Report how many lines of the data below contain the word "every". Give only the number.

◆ Records for this task:
--
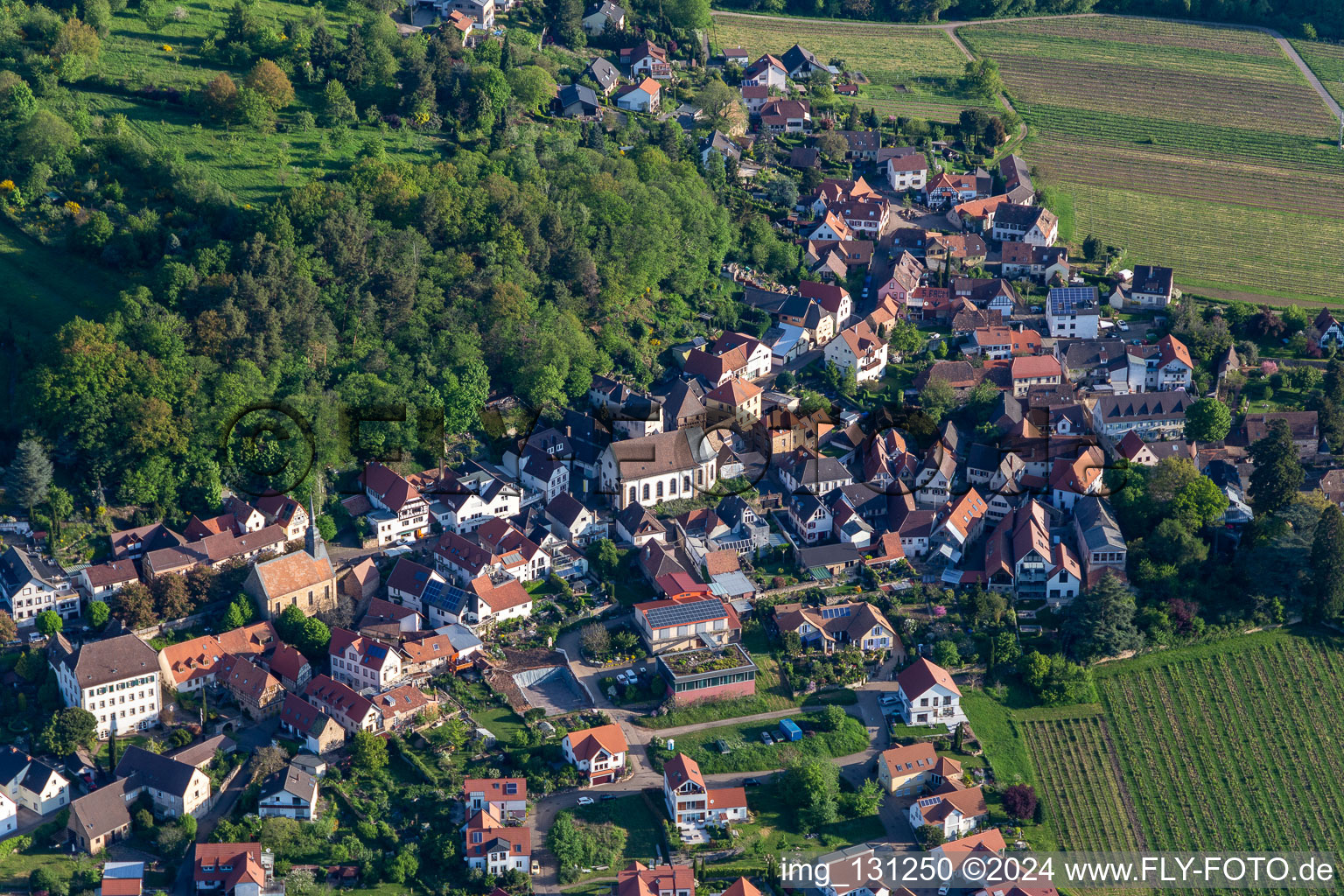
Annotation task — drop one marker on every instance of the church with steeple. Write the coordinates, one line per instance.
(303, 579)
--
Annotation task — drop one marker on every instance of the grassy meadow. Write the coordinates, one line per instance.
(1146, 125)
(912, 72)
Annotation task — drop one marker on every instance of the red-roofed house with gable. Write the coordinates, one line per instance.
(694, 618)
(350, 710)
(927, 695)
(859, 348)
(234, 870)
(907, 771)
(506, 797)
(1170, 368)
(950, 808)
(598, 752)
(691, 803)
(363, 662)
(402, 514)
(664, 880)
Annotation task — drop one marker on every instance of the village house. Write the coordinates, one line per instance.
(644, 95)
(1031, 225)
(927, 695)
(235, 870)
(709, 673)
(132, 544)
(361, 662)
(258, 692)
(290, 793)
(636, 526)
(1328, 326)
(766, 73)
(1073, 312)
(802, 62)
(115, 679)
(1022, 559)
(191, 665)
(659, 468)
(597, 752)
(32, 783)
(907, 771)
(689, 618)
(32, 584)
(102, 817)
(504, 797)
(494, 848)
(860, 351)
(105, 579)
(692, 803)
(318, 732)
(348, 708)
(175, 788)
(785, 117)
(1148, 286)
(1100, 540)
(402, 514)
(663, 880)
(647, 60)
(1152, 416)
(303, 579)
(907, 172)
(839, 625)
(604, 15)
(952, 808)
--
◆ Response:
4